**What is expected:** Please copy, with no word changed, only the run of lines that opens with the line containing "Could you please" and closes with the last line below.

Data items:
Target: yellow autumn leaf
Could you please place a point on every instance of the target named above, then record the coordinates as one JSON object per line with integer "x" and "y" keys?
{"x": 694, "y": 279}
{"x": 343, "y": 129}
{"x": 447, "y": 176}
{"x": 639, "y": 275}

**Exercise output:**
Could you please place a point on every instance of the target named above, then record the coordinates as one JSON object per line with integer "x" and "y" keys?
{"x": 694, "y": 279}
{"x": 343, "y": 129}
{"x": 447, "y": 176}
{"x": 639, "y": 275}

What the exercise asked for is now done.